● Your task
Lines from the records below that contain the word "roof" are to be copied out.

● Referring expression data
--------
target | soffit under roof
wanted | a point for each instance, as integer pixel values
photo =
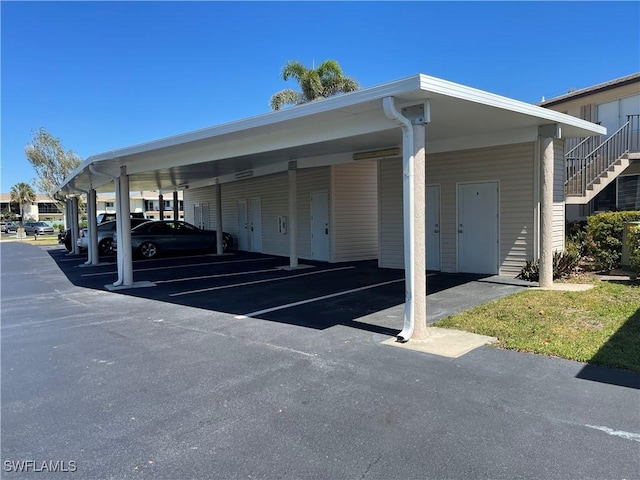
(344, 124)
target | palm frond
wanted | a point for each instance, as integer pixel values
(285, 97)
(293, 69)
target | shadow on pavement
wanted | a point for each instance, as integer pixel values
(263, 290)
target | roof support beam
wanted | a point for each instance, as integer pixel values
(292, 228)
(176, 215)
(219, 231)
(92, 227)
(413, 192)
(123, 225)
(547, 134)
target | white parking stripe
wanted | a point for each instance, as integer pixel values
(215, 276)
(617, 433)
(180, 266)
(258, 281)
(317, 299)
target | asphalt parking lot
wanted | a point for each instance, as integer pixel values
(141, 384)
(319, 296)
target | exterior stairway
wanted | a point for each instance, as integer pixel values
(594, 162)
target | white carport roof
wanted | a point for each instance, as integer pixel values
(461, 118)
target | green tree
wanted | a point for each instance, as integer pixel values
(315, 83)
(51, 163)
(23, 194)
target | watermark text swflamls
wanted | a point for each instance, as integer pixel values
(40, 466)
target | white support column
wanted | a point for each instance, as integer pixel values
(292, 228)
(219, 231)
(161, 204)
(124, 214)
(176, 214)
(412, 122)
(119, 256)
(74, 226)
(546, 133)
(67, 213)
(419, 257)
(93, 253)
--------
● Output below
target | soffit under roof
target | roof support beam
target | white carport roof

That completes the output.